-- begin Supplied passage --

One of the challenges with agile methods is to get a clear perspective on how to measure process improvements. I recently had a brief discussion with a C-level executive at a small organization about this. His concern was that cycle time was meaningless because it depended so much upon the size of the work package. So how do we use cycle time as a meaningful measurement? What else can we use to measure process improvement?
Let’s look at the difference in measuring cycle time in an agile vs. non-agile environment. Then we’ll get to other measurements.
Cycle Time , Waterfall and Agile
First, let’s define cycle time. From iSixSigma we have:
Cycle time is the total time from the beginning to the end of your process, as defined by you and your customer. Cycle time includes process time, during which a unit is acted upon to bring it closer to an output, and delay time, during which a unit of work is spent waiting to take the next action.
This definition is important because it gives us a clue about the potential difference between a waterfall vs. agile method of delivering value. Let’s imagine the typical process used in a waterfall environment. The following are the high-level steps:
- Customer / User / Stakeholder sees a need, validates it and submits a request to have that need fulfilled. This is when we start the clock on cycle time.
- The fulfillment organization (IT, Product Development, R&D) puts the request in a queue, backlog or requirements management system.
- Along with other requests, the fulfillment organization schedules the work on the request, usually by creating a project to fulfill it and other related requests. The project is estimated at a high level, the current status of in-flight projects is noted, and the new project is prioritized relative to other projects.
- At some point, based on the schedule and the reality of the work on other projects, the project containing our customer’s request is started. Here, “started” means that detailed requirements are gathered.
- After sufficient requirements are gathered, a detailed technical analysis is done including architecture, high-level design, risk analysis, etc.

-- end Supplied passage --
-- begin Supplied records --

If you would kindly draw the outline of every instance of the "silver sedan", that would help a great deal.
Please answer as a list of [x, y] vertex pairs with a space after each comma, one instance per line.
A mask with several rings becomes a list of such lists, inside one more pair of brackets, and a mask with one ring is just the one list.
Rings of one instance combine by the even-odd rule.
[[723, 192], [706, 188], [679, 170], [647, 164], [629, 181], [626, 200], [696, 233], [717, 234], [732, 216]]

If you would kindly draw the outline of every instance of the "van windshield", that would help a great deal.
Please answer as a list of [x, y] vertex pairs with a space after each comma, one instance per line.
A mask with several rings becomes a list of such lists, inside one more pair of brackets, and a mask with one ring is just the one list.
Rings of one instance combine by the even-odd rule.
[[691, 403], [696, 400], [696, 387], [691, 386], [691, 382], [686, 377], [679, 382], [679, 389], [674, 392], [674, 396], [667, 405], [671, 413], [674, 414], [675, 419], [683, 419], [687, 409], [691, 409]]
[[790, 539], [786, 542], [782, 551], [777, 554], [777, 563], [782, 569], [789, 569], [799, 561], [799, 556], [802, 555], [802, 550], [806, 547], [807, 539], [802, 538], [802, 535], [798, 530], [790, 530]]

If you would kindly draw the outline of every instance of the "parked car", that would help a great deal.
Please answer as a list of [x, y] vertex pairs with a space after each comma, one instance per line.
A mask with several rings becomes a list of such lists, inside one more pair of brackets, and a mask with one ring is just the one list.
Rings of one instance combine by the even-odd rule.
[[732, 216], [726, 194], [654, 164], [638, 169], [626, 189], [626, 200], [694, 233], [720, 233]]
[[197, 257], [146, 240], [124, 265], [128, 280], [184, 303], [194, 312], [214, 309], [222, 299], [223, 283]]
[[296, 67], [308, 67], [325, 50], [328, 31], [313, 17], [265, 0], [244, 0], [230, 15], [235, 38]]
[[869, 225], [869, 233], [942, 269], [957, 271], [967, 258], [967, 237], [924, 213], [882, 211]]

-- end Supplied records --

**Problem:**
Answer these questions from the passage on measuring cycle time:
1. Why did the executive consider cycle time meaningless?
2. Which two kinds of time does the quoted definition say cycle time includes?
3. In the waterfall steps, at what point does the clock on cycle time start?

**Answer to the problem:**
1. Because it depended so much upon the size of the work package.
2. Process time and delay time.
3. When the customer, user or stakeholder sees a need, validates it and submits a request to have that need fulfilled.